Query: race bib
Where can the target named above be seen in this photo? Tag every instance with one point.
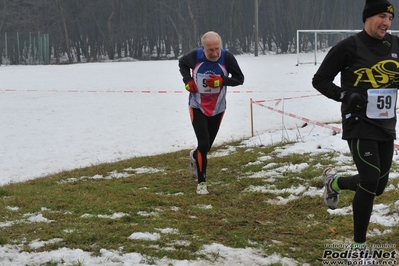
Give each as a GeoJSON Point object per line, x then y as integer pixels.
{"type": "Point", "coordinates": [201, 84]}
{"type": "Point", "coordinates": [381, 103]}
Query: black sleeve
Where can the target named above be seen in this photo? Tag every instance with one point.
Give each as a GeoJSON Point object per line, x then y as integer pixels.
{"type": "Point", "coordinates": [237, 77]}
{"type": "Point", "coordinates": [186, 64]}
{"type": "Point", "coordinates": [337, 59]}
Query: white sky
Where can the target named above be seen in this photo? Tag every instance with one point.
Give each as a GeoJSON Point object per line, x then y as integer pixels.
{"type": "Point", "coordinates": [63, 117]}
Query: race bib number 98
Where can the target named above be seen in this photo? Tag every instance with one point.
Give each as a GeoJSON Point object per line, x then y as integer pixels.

+===+

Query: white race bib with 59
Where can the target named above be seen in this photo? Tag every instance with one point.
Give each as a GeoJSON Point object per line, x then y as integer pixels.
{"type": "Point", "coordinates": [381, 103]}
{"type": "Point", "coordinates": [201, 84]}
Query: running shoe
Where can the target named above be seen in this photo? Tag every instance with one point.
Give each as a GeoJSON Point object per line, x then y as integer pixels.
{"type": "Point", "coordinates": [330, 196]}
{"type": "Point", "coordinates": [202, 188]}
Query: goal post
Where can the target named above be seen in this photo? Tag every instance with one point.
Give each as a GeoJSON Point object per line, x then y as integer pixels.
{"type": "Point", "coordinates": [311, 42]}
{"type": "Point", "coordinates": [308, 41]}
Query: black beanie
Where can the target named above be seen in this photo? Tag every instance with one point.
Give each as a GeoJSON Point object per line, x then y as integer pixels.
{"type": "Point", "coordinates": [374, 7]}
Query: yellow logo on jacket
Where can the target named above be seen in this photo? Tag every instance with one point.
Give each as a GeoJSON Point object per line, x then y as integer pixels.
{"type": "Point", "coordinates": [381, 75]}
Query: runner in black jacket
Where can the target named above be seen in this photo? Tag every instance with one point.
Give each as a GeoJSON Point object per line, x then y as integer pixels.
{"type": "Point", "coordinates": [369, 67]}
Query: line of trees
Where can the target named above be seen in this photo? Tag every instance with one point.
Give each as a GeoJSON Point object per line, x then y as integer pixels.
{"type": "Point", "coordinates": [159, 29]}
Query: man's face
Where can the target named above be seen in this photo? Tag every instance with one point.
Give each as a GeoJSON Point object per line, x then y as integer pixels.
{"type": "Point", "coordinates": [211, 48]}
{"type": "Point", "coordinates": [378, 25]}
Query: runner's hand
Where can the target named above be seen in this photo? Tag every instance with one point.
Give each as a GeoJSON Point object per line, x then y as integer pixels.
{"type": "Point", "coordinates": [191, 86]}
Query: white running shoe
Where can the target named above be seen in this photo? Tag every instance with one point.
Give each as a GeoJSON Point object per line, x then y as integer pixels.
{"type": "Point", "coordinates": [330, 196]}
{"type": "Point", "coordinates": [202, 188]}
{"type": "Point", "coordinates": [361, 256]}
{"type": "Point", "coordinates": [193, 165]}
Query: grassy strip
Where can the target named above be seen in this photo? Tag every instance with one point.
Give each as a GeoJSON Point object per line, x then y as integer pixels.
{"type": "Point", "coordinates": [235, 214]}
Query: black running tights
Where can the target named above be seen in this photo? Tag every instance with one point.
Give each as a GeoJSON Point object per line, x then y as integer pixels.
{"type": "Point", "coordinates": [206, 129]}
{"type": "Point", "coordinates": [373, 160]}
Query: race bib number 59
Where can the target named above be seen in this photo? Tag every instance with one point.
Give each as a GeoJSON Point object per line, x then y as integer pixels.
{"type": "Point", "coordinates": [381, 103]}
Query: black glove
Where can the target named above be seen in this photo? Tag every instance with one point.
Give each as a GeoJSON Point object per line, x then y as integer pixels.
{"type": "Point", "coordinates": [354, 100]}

+===+

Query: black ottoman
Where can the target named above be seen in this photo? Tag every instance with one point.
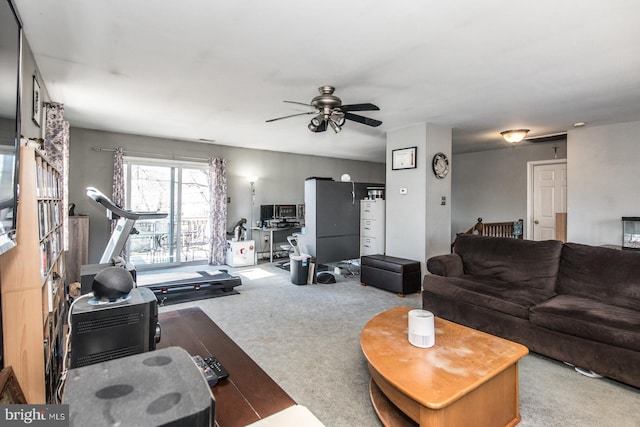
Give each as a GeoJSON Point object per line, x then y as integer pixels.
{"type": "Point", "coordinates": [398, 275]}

+===+

*Aim of the task:*
How many lines in the rows above contain the word "white"? Give only the number.

*Reply to the task:*
3